Problem details:
Wherever "instance" shows up in the records below, copy the whole line.

===== Records for the task =====

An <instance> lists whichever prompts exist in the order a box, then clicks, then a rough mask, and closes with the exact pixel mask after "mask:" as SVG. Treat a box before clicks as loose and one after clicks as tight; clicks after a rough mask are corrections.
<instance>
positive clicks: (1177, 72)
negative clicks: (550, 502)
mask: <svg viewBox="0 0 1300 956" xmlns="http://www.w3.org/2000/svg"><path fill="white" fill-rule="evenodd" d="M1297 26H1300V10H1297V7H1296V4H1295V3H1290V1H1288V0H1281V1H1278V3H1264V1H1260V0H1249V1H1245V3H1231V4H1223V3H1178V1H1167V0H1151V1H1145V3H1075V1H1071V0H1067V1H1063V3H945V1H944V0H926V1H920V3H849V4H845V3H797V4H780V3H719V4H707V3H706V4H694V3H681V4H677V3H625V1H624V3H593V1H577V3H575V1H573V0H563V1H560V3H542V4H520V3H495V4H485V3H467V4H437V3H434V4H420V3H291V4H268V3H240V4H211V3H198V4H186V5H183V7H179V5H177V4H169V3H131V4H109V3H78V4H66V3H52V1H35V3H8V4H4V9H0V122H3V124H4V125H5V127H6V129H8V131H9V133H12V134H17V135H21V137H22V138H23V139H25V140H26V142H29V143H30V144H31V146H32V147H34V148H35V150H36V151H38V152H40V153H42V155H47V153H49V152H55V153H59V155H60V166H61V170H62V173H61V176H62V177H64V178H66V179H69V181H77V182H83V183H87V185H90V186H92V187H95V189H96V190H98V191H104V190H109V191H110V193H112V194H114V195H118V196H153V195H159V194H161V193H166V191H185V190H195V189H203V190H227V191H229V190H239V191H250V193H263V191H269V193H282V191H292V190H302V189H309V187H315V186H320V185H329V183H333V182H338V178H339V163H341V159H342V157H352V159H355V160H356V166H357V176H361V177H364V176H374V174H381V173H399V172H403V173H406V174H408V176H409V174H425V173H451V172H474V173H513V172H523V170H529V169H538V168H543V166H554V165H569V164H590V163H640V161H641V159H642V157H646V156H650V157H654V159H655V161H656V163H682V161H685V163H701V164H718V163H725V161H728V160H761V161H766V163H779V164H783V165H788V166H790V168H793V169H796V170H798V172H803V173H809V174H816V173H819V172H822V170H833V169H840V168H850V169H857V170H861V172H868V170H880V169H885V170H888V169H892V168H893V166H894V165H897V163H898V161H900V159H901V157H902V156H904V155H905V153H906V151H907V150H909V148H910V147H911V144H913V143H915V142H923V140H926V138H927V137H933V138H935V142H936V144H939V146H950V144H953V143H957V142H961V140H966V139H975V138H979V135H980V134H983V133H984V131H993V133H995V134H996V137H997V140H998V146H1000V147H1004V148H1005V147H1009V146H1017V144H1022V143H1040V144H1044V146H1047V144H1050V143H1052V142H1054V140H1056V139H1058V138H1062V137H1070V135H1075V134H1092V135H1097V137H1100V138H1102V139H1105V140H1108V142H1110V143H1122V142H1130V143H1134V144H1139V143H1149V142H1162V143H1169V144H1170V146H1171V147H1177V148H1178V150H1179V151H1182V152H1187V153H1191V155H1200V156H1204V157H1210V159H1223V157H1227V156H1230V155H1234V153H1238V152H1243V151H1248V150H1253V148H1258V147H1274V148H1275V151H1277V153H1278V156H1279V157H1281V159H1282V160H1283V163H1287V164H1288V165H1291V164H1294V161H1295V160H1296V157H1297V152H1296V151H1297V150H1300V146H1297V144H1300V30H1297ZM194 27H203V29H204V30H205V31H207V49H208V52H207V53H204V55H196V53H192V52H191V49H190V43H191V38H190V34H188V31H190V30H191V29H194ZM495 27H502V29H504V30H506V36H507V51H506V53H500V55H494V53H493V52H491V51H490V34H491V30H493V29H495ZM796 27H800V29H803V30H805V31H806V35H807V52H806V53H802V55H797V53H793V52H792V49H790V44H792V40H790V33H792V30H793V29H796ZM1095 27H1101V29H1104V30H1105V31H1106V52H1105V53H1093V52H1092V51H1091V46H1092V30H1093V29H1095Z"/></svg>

=====

Result:
An <instance> lists whichever prompts exist in the order a box, then clicks, then a rough mask, and closes with the exact pixel mask after "mask:" as SVG. Treat a box before clicks as loose and one after clicks as tight; clicks after a rough mask are corrections.
<instance>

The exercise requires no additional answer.